======== INPUT ROWS ========
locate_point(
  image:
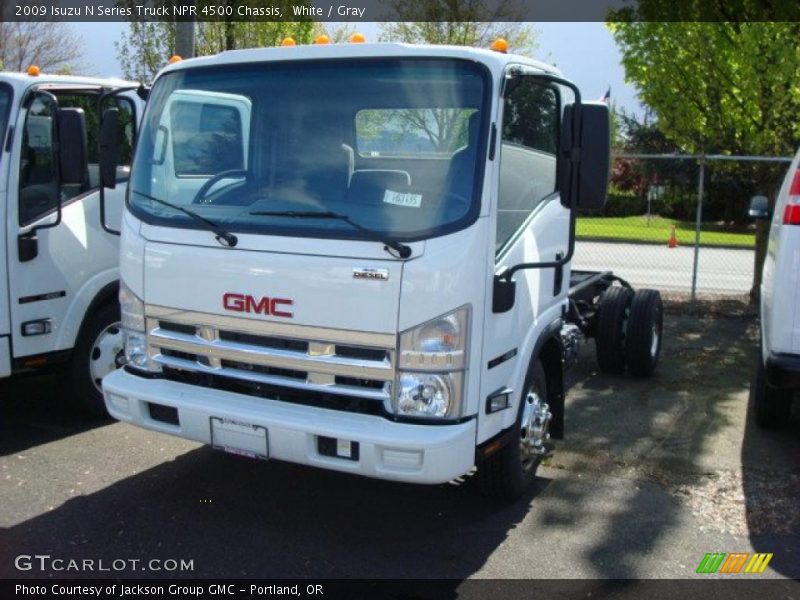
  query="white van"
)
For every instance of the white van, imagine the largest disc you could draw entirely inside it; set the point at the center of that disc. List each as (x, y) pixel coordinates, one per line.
(58, 245)
(361, 260)
(778, 372)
========
◆ **WHAT IS NEEDED**: Rescale the records by writing out every line again, requests included, with each pixel coordinate in the answers multiplied by 2.3 and rounded to the nearest whole number, halves rounded up. Leave the pictures out, and keep every number in the requests unchanged.

◆ **WRITTEN ANSWER**:
locate_point(
  image:
  query="white van"
)
For every instance of the white van, imagine the largest disc you could draw entirely inside it; set the point at the center of that disc. List each as (x, y) pixel coordinates, one per line.
(133, 564)
(830, 598)
(1789, 856)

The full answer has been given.